_TASK BRIEF:_ When you come to the line with "point(182, 281)", begin repeating; continue exactly through the final line of the records and include nothing from before.

START AVAILABLE DATA

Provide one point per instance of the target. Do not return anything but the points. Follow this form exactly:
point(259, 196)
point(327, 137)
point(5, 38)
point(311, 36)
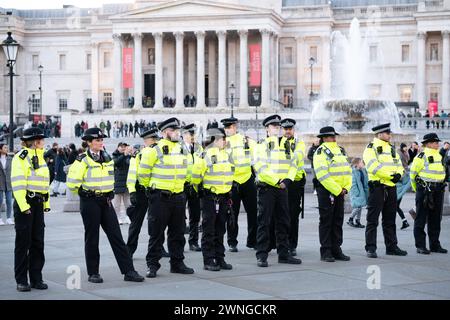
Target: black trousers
point(29, 247)
point(98, 212)
point(272, 205)
point(331, 212)
point(296, 192)
point(246, 193)
point(382, 199)
point(193, 202)
point(137, 218)
point(431, 217)
point(213, 225)
point(166, 211)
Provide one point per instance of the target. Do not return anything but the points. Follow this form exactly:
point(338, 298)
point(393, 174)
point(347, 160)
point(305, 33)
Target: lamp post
point(40, 69)
point(10, 47)
point(312, 62)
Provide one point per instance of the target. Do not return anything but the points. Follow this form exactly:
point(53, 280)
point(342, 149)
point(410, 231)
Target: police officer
point(92, 176)
point(427, 179)
point(385, 170)
point(193, 150)
point(241, 149)
point(30, 182)
point(138, 198)
point(163, 171)
point(334, 177)
point(214, 171)
point(276, 168)
point(296, 190)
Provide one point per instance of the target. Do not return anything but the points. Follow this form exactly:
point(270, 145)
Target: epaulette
point(81, 156)
point(23, 154)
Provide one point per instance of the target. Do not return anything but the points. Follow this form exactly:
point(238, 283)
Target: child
point(359, 192)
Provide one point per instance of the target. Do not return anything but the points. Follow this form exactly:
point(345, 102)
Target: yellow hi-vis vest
point(298, 147)
point(274, 163)
point(380, 162)
point(215, 169)
point(24, 177)
point(428, 166)
point(332, 168)
point(164, 167)
point(91, 175)
point(242, 150)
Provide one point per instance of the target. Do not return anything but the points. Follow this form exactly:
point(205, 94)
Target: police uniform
point(296, 190)
point(214, 171)
point(275, 168)
point(385, 170)
point(427, 180)
point(30, 182)
point(92, 177)
point(162, 171)
point(242, 149)
point(334, 176)
point(193, 151)
point(138, 198)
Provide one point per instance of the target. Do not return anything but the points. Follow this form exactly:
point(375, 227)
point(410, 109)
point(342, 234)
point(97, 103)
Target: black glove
point(133, 198)
point(396, 177)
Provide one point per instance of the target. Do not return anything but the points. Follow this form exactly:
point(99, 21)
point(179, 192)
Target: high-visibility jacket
point(428, 166)
point(382, 161)
point(298, 147)
point(242, 150)
point(91, 175)
point(25, 178)
point(332, 168)
point(274, 163)
point(164, 167)
point(215, 169)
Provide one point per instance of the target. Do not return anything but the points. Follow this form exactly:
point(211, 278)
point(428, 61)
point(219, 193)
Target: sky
point(56, 4)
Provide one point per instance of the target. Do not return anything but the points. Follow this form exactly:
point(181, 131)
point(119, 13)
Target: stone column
point(265, 68)
point(421, 82)
point(158, 36)
point(118, 95)
point(243, 49)
point(179, 88)
point(222, 81)
point(200, 69)
point(137, 70)
point(445, 105)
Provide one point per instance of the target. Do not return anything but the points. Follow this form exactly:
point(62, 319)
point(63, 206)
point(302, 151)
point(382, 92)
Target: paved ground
point(411, 277)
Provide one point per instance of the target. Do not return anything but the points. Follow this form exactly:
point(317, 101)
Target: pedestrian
point(30, 179)
point(359, 192)
point(213, 174)
point(92, 177)
point(385, 170)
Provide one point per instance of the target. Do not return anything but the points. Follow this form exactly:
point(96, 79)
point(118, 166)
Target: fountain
point(349, 111)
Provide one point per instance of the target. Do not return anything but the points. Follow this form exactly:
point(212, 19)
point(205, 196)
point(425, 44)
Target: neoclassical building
point(240, 52)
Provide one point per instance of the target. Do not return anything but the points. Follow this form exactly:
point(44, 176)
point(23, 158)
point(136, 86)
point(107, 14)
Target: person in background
point(359, 192)
point(5, 183)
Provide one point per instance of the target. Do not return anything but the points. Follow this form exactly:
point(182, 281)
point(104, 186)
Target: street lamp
point(40, 69)
point(231, 90)
point(312, 62)
point(10, 47)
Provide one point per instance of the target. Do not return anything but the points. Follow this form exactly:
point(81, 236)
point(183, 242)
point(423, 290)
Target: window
point(62, 62)
point(35, 61)
point(106, 59)
point(405, 53)
point(434, 52)
point(107, 100)
point(88, 61)
point(288, 55)
point(373, 52)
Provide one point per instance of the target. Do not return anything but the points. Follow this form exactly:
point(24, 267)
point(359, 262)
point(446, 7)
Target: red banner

END AVAILABLE DATA

_SOLUTION TO THE EXERCISE:_
point(182, 281)
point(104, 186)
Target: street lamp
point(40, 69)
point(231, 90)
point(312, 62)
point(10, 47)
Provide one point per instance of the target. Do not return anything but the points. Follow this form exactly:
point(81, 236)
point(183, 242)
point(423, 290)
Target: window
point(62, 62)
point(35, 61)
point(106, 59)
point(405, 53)
point(434, 52)
point(107, 100)
point(88, 61)
point(288, 55)
point(373, 52)
Provide one point per instance of the target. Do not return anything but the points. Follow this form exactly:
point(24, 267)
point(359, 262)
point(446, 7)
Target: red banner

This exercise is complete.